**SUPPLIED INFORMATION**

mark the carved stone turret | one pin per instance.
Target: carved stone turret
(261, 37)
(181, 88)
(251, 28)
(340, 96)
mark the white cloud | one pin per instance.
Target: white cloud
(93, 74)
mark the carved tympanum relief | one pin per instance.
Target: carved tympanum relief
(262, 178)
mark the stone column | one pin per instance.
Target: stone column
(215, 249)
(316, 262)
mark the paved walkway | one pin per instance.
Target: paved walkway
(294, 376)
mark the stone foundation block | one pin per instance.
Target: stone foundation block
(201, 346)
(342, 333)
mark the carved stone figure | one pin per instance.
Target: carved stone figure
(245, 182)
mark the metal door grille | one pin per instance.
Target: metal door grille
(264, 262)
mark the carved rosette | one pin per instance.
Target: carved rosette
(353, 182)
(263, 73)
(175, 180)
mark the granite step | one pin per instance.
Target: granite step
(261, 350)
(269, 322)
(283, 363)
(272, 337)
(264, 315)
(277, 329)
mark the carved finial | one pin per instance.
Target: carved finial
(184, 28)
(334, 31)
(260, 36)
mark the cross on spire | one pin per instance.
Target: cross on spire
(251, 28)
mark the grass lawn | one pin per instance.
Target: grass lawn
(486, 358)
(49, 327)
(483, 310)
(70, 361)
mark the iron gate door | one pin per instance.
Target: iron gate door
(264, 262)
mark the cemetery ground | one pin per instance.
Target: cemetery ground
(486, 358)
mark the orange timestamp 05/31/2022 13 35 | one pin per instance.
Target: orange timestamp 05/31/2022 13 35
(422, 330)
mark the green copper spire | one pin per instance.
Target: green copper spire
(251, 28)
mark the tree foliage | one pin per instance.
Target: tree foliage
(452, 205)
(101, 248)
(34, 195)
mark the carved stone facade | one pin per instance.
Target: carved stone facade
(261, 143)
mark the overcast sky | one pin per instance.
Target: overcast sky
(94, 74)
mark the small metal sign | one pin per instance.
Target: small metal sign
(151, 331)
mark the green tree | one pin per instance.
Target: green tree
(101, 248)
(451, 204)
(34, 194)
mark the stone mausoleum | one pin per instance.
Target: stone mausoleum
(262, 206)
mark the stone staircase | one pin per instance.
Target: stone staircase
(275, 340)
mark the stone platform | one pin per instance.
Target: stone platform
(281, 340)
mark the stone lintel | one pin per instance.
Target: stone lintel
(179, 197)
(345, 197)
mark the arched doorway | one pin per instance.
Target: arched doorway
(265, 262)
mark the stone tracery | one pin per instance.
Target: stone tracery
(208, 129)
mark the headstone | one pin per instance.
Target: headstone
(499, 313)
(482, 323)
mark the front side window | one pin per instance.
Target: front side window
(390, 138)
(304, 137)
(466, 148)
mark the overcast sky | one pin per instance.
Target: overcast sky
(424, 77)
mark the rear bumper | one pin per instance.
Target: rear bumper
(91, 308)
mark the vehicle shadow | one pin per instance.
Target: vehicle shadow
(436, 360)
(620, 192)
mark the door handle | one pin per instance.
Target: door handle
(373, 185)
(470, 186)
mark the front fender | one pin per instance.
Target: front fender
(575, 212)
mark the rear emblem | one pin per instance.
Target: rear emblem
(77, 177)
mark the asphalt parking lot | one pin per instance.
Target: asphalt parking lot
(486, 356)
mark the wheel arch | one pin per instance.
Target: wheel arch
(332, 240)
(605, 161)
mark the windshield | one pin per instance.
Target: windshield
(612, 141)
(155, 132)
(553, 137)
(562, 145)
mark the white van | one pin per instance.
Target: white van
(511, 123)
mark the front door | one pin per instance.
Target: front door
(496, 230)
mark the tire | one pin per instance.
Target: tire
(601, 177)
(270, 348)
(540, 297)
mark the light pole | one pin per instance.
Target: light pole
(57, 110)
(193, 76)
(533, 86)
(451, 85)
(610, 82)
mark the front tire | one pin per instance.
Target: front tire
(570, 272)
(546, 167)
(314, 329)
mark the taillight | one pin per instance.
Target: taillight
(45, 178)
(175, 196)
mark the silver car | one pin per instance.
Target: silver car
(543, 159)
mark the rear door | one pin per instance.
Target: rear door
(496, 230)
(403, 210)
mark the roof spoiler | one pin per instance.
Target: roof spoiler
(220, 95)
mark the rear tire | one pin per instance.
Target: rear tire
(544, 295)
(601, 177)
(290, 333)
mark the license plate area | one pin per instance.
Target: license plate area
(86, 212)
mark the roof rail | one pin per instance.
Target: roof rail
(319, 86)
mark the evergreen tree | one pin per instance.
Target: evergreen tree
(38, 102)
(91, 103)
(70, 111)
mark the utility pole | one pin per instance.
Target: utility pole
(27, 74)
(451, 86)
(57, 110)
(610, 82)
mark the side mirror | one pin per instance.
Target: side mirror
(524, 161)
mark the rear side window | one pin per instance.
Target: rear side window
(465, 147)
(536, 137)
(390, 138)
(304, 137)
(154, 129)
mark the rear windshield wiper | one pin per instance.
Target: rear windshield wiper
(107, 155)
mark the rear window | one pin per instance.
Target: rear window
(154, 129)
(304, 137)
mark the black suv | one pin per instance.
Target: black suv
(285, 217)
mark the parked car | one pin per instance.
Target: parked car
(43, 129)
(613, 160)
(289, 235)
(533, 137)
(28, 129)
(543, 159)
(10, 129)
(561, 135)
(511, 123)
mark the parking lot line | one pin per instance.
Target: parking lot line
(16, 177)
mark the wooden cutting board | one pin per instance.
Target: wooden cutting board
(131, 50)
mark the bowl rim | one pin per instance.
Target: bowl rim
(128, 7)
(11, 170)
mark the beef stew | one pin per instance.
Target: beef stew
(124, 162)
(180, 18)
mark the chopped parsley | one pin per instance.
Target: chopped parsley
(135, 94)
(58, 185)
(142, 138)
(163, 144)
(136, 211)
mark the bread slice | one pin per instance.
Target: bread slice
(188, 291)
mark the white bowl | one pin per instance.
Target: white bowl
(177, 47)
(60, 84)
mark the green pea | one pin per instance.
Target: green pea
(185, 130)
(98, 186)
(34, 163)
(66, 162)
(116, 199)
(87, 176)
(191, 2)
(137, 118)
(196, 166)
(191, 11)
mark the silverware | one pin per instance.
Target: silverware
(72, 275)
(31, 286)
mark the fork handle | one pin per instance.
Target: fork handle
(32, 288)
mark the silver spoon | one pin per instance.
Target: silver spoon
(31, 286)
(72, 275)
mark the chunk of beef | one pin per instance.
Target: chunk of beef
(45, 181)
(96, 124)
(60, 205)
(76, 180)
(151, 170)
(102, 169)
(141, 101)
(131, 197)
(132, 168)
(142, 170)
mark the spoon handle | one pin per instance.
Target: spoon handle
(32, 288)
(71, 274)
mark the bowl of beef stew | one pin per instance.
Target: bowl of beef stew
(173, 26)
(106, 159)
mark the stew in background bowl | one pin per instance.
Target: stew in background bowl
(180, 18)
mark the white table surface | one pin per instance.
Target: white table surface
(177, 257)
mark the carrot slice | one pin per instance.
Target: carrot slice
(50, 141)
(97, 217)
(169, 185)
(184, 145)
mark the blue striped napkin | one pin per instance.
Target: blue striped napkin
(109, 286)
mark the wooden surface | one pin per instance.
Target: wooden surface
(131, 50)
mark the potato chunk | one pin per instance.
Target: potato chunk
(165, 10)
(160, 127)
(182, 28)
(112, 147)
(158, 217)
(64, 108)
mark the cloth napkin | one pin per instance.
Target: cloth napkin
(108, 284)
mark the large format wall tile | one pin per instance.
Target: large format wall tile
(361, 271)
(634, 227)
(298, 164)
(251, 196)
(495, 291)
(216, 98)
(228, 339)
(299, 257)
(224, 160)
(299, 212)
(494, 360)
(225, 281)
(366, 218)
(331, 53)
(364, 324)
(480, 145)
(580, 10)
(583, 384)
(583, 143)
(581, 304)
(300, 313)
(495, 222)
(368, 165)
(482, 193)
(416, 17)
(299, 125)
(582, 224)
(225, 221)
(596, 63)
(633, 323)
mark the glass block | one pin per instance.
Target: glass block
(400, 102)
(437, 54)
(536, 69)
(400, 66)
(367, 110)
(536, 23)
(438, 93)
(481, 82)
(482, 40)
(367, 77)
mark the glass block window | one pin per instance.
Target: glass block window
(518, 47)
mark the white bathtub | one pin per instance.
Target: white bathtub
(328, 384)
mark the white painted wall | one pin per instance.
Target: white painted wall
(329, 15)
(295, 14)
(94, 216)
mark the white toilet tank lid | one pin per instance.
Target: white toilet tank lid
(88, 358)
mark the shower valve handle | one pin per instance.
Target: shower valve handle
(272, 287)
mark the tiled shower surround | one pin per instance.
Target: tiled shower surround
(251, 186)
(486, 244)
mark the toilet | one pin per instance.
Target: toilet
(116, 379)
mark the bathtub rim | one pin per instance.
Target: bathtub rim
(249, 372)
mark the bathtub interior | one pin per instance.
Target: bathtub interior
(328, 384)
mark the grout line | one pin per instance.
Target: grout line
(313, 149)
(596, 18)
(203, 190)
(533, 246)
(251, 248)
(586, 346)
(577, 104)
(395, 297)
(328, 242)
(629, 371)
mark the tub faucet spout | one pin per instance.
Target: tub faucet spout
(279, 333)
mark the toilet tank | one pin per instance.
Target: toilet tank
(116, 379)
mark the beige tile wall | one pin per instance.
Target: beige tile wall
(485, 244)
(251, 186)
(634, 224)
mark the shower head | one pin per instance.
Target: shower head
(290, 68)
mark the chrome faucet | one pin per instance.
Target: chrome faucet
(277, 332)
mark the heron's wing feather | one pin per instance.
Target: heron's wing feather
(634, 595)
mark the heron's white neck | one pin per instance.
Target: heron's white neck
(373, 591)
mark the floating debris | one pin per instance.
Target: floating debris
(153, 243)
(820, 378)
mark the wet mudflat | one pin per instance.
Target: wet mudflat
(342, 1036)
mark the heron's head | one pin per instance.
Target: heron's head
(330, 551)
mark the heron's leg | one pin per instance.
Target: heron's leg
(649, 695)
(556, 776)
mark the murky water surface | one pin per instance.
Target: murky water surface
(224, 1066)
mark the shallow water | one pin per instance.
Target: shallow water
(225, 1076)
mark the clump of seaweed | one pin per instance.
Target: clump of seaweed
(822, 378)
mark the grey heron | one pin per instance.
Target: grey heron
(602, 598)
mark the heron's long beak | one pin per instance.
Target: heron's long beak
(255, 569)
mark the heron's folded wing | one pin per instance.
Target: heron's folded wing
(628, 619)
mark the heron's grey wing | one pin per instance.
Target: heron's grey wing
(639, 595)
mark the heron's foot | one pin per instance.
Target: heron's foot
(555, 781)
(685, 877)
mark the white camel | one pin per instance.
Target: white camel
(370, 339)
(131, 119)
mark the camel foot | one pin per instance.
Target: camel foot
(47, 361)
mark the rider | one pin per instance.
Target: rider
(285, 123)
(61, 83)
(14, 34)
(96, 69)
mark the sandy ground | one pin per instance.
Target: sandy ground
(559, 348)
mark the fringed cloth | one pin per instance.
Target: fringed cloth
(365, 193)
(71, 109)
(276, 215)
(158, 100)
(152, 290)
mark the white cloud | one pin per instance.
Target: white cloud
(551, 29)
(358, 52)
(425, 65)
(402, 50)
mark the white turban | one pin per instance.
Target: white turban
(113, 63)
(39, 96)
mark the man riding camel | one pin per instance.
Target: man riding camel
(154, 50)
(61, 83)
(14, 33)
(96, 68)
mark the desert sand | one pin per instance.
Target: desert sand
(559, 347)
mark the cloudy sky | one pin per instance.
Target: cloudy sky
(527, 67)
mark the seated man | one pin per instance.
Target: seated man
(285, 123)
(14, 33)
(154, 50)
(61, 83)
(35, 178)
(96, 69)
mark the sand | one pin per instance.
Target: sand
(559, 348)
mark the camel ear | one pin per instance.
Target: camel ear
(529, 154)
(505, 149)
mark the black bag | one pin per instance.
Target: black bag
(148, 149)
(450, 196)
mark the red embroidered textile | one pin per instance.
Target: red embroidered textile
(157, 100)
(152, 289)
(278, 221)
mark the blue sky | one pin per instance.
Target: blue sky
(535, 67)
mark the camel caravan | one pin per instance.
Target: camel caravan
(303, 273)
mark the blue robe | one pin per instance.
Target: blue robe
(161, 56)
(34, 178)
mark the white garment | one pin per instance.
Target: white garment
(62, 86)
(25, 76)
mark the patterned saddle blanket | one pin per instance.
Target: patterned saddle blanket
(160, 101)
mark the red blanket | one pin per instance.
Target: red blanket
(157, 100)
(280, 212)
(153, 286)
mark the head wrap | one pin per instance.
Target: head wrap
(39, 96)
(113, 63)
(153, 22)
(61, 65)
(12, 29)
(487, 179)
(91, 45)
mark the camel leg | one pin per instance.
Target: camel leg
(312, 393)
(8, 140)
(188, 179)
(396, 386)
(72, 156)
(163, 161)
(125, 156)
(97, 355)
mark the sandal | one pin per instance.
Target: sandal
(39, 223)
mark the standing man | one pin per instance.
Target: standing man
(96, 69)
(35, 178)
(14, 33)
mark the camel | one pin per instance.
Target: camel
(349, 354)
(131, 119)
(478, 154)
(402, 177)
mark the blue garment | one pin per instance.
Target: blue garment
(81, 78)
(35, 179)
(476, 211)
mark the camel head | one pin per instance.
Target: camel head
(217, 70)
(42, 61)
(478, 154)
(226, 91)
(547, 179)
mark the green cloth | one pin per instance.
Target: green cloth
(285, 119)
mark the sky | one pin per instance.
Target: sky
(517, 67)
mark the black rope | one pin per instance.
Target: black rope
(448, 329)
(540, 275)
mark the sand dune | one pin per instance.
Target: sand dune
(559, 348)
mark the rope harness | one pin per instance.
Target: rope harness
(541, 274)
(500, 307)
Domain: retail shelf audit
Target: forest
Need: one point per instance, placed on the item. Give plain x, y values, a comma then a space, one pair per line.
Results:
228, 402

**WHAT TO DO**
Return, word for word, every line from the line with "mark the standing man | one pin per instance." to the final line of the data.

**WORKED ANSWER**
mark the standing man | one pin per instance.
Target: standing man
(96, 69)
(35, 178)
(14, 33)
mark the camel | one pin per instance.
Target: camel
(349, 354)
(131, 119)
(478, 154)
(402, 177)
mark the blue garment | one pin per instance.
Target: blue garment
(81, 78)
(35, 179)
(476, 211)
mark the camel head | one pin per instance.
Target: camel head
(217, 70)
(42, 61)
(478, 154)
(226, 91)
(547, 179)
mark the green cloth | one pin per instance.
Target: green cloth
(285, 119)
mark the sky | one pin per instance.
Target: sky
(517, 67)
mark the black rope | one pin per instance.
Target: black rope
(448, 329)
(540, 275)
mark the sand dune | one pin per instance.
Target: sand dune
(559, 348)
mark the rope harness | one pin per instance.
Target: rope harness
(541, 274)
(500, 307)
Domain: retail shelf audit
Target: forest
Need: one point per instance, placed on the item. Give plain x, y values, a comma then a space, one pair per line.
Results:
228, 402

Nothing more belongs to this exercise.